- **書面題目 A**: 在這篇談STL空間配置器的貼文裡,作者根據實驗推測,標準allocator需要實現哪六個函數?
- **書面題目 B**: 請從這篇談STL空間配置器的貼文停下的地方接著往下寫。

- **摘錄**:
****************
最近看空間配置器的內容,把ACE的ACE_Allocator類實現,SGI的allocator類實現和MS的allocator實現也參考了侯捷先生的《STL源碼剖析》,有不少收獲。
我聽說是有說明STL中allocator實現標准的文件,但我沒有找到,據我實驗推測,標准allocator需要實現rebind,allocate,deallocate,max_size和構造及析構函數一共六個函數。也就是說,我要寫一個在標准vector可用的allocator最小只需要上面的幾個接口實現就可以了。
先來說一下微軟的allocator。文件名是xmemory,我覺得是最沒有看頭的,基本就是new和delete的封裝,為了迎合C++標准庫的標准做的。沒有什麼技巧,更別說微妙了。上面的六個接口下面都有實現。
[cpp]
// TEMPLATE CLASS allocator
emplate<class _Ty>
class allocator
: public _Allocator_base<_Ty>
{ // generic allocator for objects of class _Ty
ublic:
typedef _Allocator_base<_Ty> _Mybase;
typedef typename _Mybase::value_type value_type;
typedef value_type _FARQ *pointer;
typedef value_type _FARQ& reference;
typedef const value_type _FARQ *const_pointer;
typedef const value_type _FARQ& const_reference;
typedef _SIZT size_type;
typedef _PDFT difference_type;
template<class _Other>
struct rebind
{ // convert an allocator<_Ty> to an allocator <_Other>
typedef allocator<_Other> other;
};
pointer address(reference _Val) const
{ // return address of mutable _Val
return (&_Val);
}
const_pointer address(const_reference _Val) const
{ // return address of nonmutable _Val
return (&_Val);
}
allocator() _THROW0()
****************
- **所給資料**:
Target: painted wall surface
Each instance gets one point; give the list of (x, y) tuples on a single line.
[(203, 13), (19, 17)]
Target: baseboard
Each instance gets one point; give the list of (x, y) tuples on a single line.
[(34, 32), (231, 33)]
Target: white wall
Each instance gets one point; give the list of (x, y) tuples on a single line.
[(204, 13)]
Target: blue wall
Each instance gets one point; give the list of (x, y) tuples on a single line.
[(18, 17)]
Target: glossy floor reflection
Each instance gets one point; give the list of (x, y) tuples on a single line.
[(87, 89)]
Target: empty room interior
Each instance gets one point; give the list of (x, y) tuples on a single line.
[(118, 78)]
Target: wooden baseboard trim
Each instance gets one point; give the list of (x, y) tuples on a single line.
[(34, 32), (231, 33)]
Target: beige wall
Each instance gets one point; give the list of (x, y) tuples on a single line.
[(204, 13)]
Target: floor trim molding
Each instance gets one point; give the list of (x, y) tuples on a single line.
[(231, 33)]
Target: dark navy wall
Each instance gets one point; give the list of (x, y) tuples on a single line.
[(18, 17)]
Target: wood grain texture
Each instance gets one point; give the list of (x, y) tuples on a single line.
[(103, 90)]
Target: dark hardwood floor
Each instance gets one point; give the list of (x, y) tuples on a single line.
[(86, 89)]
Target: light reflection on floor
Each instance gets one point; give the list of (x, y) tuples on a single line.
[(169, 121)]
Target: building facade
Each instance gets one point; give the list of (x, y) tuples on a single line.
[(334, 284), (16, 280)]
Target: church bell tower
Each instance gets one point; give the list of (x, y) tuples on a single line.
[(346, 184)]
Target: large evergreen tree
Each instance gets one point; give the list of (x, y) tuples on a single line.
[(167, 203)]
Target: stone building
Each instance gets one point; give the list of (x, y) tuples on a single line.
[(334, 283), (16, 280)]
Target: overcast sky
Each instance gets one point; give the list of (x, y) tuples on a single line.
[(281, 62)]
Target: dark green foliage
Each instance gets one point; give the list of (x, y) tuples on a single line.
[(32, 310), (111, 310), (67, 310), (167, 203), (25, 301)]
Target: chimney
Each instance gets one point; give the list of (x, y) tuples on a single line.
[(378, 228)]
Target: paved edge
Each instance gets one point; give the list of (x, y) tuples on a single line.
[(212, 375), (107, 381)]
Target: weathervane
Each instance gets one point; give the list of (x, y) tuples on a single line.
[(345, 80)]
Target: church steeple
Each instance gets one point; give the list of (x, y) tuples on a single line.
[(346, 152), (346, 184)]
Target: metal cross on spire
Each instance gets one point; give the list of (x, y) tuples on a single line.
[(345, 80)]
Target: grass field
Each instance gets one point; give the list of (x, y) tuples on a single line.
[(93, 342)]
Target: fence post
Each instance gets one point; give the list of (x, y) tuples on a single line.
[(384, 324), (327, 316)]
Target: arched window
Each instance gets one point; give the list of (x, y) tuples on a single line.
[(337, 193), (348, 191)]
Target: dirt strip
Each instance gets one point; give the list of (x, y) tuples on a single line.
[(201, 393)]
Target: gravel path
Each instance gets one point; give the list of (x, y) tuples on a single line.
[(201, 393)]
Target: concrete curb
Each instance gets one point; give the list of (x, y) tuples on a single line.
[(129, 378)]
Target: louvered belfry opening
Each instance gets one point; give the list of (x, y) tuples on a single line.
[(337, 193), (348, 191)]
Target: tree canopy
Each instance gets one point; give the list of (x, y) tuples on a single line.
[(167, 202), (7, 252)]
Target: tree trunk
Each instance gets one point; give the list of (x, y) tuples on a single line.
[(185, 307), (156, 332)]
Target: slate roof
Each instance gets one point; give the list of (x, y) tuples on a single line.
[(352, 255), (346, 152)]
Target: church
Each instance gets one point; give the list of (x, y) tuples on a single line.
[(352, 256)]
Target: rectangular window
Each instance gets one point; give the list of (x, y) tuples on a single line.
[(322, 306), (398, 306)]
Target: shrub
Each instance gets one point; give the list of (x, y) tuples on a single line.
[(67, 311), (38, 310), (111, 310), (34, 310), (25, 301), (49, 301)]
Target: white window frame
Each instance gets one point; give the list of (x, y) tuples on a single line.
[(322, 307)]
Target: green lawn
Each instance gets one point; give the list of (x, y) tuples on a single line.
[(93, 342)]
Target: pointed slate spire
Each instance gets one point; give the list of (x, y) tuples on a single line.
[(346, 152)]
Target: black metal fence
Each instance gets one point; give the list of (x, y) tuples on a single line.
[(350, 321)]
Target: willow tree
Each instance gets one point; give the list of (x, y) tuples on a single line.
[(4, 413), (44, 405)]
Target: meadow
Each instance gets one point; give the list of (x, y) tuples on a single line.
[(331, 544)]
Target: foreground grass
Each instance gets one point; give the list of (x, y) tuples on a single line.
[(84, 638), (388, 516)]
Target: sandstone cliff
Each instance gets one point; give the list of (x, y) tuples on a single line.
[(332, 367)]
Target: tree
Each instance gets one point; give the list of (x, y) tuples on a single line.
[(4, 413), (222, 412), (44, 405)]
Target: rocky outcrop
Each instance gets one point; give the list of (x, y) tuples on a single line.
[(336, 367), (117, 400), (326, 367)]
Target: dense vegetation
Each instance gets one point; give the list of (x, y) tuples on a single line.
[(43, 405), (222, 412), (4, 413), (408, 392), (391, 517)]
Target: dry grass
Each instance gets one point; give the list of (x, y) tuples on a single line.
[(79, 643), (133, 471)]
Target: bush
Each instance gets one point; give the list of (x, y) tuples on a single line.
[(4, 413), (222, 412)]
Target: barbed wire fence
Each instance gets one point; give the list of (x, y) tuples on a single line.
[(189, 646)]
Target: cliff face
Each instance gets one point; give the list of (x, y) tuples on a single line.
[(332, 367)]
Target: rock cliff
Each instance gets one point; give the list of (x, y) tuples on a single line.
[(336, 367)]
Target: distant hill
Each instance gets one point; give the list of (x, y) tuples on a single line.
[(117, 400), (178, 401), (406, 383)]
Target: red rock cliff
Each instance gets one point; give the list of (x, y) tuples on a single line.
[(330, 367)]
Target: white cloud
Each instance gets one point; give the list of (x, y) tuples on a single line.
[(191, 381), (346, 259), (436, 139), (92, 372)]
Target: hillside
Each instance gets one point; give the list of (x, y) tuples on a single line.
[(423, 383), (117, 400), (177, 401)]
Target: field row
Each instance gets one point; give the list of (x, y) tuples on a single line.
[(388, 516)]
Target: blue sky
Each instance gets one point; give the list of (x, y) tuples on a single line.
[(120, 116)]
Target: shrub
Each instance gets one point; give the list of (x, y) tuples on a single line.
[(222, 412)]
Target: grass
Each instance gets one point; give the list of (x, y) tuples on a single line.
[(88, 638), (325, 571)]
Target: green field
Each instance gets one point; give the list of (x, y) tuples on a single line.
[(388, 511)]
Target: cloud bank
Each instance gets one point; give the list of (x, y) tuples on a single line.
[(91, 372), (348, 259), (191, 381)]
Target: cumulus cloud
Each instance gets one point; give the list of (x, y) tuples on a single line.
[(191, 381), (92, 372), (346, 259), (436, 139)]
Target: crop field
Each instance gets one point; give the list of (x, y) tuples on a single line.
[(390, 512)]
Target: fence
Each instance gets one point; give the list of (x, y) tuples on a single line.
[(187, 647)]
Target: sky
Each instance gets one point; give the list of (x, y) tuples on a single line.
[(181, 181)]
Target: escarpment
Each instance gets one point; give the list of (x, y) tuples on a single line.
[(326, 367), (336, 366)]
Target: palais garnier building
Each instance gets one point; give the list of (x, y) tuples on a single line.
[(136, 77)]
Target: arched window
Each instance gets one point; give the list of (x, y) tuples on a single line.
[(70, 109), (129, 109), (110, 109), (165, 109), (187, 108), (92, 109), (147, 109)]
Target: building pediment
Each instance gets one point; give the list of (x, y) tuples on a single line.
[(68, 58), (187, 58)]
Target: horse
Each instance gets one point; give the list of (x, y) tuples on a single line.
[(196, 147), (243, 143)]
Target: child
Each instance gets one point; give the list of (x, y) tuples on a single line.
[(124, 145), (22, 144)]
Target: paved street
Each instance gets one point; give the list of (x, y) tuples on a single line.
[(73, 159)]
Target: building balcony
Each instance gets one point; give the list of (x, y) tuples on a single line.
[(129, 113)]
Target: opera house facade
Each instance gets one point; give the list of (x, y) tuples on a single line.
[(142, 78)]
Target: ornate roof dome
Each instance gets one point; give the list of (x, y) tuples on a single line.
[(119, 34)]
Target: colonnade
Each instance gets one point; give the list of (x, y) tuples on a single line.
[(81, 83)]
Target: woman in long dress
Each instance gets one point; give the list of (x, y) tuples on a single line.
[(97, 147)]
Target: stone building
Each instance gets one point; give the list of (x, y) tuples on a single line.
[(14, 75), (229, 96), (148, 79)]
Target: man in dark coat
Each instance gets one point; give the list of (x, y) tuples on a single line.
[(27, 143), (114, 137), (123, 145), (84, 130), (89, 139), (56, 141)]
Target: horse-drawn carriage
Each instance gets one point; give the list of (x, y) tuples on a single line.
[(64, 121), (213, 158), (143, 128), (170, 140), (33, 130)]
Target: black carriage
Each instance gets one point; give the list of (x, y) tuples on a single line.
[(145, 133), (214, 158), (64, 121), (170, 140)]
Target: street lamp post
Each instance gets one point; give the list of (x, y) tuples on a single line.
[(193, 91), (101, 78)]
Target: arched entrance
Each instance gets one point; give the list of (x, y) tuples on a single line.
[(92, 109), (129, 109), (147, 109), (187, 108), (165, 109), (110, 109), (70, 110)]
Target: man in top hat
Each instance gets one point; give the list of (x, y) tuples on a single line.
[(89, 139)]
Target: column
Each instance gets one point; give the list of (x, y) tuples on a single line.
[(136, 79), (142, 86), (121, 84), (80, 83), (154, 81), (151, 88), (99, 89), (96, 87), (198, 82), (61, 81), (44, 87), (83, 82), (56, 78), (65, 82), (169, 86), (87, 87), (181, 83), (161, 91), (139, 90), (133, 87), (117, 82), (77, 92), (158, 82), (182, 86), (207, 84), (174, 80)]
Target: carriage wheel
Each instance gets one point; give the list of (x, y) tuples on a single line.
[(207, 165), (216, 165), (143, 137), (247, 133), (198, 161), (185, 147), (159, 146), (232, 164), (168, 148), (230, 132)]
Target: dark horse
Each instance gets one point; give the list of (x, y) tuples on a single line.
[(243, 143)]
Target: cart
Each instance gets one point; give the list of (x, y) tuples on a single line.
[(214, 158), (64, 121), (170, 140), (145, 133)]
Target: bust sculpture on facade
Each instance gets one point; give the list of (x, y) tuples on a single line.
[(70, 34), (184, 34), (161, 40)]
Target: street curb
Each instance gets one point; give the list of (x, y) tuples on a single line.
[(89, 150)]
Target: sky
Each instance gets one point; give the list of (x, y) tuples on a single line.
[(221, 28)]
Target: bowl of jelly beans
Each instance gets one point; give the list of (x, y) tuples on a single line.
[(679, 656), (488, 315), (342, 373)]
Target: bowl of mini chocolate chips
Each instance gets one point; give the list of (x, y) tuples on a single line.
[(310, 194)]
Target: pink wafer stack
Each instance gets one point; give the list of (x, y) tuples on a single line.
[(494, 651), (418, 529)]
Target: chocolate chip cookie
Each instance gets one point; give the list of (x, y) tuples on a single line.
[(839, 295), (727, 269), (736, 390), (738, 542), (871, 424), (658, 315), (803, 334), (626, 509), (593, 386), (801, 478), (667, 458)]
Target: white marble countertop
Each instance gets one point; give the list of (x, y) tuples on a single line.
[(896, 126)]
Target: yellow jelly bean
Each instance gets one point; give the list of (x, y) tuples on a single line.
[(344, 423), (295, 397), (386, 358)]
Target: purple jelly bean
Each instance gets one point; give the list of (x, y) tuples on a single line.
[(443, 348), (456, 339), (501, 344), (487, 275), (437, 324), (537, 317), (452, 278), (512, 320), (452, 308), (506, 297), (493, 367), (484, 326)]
****************
- **最終答案 A**: rebind、allocate、deallocate、max_size,以及構造函數和析構函數。

- **最終答案 B**:
{ // construct default allocator (do nothing)
}
allocator(const allocator<_Ty>&) _THROW0()
{ // construct by copying (do nothing)
}
template<class _Other>
allocator(const allocator<_Other>&) _THROW0()
{ // construct from a related allocator (do nothing)
}
template<class _Other>
allocator<_Ty>& operator=(const allocator<_Other>&)
{ // assign from a related allocator (do nothing)
return (*this);
}
void deallocate(pointer _Ptr, size_type)
{ // deallocate object at _Ptr, ignore size
::operator delete(_Ptr);
}
pointer allocate(size_type _Count)
{ // allocate array of _Count elements
return (_Allocate(_Count, (pointer)0));
}
pointer allocate(size_type _Count, const void _FARQ *)
{ // allocate array of _Count elements, ignore hint
return (allocate(_Count));
}
void construct(pointer _Ptr, const _Ty& _Val)
{ // construct object at _Ptr with value _Val
_Construct(_Ptr, _Val);
}
void destroy(pointer _Ptr)
{ // destroy object at _Ptr
_Destroy(_Ptr);
}
_SIZT max_size() const _THROW0()
{ // estimate maximum array size
_SIZT _Count = (_SIZT)(-1) / sizeof (_Ty);
return (0 < _Count ? _Count : 1);
}
};
2. SGI STL實現的allocator。作為C++作者都主推的STL實現版本,當然是符合標准的。它的主站:http://www.sgi.com/tech/stl/ ,怎麼去配置調試我已經在上一篇講過了。它的實現通過閱讀侯捷先生的書得到更深入的了解。當然代碼與侯先生解析的那個版本有一些不同,無非是加了一些代理以及包裝之類的,影響不大。我們可以看到這些接口大都通過__sgi_alloc中的函數去實現。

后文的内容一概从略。